*** Begin section ***
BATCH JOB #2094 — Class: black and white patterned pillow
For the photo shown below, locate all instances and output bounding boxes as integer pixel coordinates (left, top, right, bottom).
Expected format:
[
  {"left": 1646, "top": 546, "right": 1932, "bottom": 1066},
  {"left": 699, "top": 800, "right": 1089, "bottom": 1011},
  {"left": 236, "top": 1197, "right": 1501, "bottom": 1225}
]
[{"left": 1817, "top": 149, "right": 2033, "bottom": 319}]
*** End section ***
Return the entries above, every line intact.

BATCH JOB #2094 — Class: black and white patterned pillow
For the photo shown below, locate all instances and output bounding boxes as integer pixel coordinates (left, top, right, bottom).
Expected format:
[
  {"left": 1646, "top": 546, "right": 1932, "bottom": 1066},
  {"left": 699, "top": 800, "right": 1089, "bottom": 1011},
  {"left": 236, "top": 1197, "right": 1501, "bottom": 1225}
]
[{"left": 1817, "top": 149, "right": 2033, "bottom": 319}]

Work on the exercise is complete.